• [Source document]:
┏━━

9/11 DEFENDENTS, GUANTANAMO AND OPEN JUDICIAL PROCEEDINGS. 7:02

Hina Shamsi discusses the case brought by the ACLU on behalf of the public's right to have full and open access to the military commissions system in Guantanamo. The case is about the right of open judicial proceedings relating to the 9/11 defendants’ trials. The US government wants to censor the thoughts, experiences and memories of the 9/11 defendants in the military tribunal system about their torture and detention in CIA custody.

Military Commissions were in part designed to permit the use of information obtained through torture. ” -Hina Shamsi

TORTURE, MILITARY COMMISSION SYSTEM AND GUANTANAMO. 3:06

Hina Shamsi discusses the creation of the Military Commissions as a second-tier system of justice which exists as a way to include information obtained through the application of torture without the admission of the use of torture. The Guantanamo military commissions are military tribunals created by the Military Commissions Act of 2006 for prosecuting detainees held in the United States Guantanamo Bay detainment camps.

Guantanamo is set on a beautiful island where some of the worst American travesties of the last 10 years took place.” -Hina Shamsi

VISITING GUANTANAMO, CAMP X-RAY AND BANANA RATS. 3:33

Hina Shamsi recalls her impressions of her first trip to Guantanamo, Camp X-Ray, and the military commissions system.

Not a single architect of the torture regime has been held accountable.” -Hina Shamsi

RACE, TORTURE, 9/11.  8:22

Hina Shamsi reflects on the role of race in human rights abuses in the U.S. post 9/11 through the systematic racial profiling of American Muslims, Arab Americans and South Asian Americans. Shamsi describes a culture of fear and silence among minority communities critical of the U.S.'s War on Terror.

┗━━

• [Extracted entries]:
┏━━

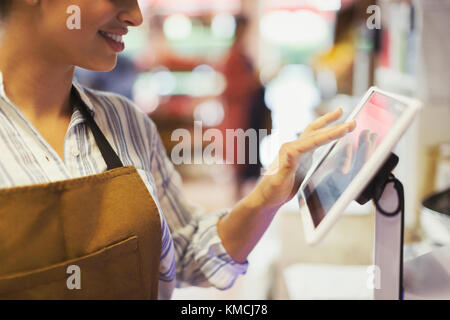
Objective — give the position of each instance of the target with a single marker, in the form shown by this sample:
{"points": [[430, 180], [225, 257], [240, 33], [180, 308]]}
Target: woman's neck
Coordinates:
{"points": [[37, 84]]}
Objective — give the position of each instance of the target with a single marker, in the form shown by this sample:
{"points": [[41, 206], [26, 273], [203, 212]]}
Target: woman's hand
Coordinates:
{"points": [[280, 183], [241, 230]]}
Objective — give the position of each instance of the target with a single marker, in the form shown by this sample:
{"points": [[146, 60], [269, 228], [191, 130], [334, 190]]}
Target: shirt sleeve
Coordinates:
{"points": [[201, 259]]}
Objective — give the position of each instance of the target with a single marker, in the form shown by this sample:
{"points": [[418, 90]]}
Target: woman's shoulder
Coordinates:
{"points": [[114, 103]]}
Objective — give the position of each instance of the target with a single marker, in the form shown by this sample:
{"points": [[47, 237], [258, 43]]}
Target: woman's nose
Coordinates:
{"points": [[131, 14]]}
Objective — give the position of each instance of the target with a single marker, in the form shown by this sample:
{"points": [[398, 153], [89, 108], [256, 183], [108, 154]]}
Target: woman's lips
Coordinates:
{"points": [[115, 41]]}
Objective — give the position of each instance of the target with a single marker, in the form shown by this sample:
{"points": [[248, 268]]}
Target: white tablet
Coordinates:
{"points": [[346, 166]]}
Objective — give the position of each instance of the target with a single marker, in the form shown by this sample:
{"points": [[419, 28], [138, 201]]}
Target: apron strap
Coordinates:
{"points": [[109, 155]]}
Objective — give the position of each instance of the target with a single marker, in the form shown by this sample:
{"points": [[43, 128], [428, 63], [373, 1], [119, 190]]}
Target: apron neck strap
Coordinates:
{"points": [[109, 155]]}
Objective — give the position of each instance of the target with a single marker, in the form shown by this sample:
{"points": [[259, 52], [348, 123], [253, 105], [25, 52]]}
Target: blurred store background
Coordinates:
{"points": [[279, 64]]}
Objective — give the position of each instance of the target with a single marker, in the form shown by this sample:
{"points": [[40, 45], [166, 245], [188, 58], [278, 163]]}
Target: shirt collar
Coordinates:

┗━━

Reproduce the Guantanamo military commissions text in full, word for word.

9/11 DEFENDENTS, GUANTANAMO AND OPEN JUDICIAL PROCEEDINGS. 7:02

Hina Shamsi discusses the case brought by the ACLU on behalf of the public's right to have full and open access to the military commissions system in Guantanamo. The case is about the right of open judicial proceedings relating to the 9/11 defendants’ trials. The US government wants to censor the thoughts, experiences and memories of the 9/11 defendants in the military tribunal system about their torture and detention in CIA custody.

Military Commissions were in part designed to permit the use of information obtained through torture. ” -Hina Shamsi

TORTURE, MILITARY COMMISSION SYSTEM AND GUANTANAMO. 3:06

Hina Shamsi discusses the creation of the Military Commissions as a second-tier system of justice which exists as a way to include information obtained through the application of torture without the admission of the use of torture. The Guantanamo military commissions are military tribunals created by the Military Commissions Act of 2006 for prosecuting detainees held in the United States Guantanamo Bay detainment camps.

Guantanamo is set on a beautiful island where some of the worst American travesties of the last 10 years took place.” -Hina Shamsi

VISITING GUANTANAMO, CAMP X-RAY AND BANANA RATS. 3:33

Hina Shamsi recalls her impressions of her first trip to Guantanamo, Camp X-Ray, and the military commissions system.

Not a single architect of the torture regime has been held accountable.” -Hina Shamsi

RACE, TORTURE, 9/11.  8:22

Hina Shamsi reflects on the role of race in human rights abuses in the U.S. post 9/11 through the systematic racial profiling of American Muslims, Arab Americans and South Asian Americans. Shamsi describes a culture of fear and silence among minority communities critical of the U.S.'s War on Terror.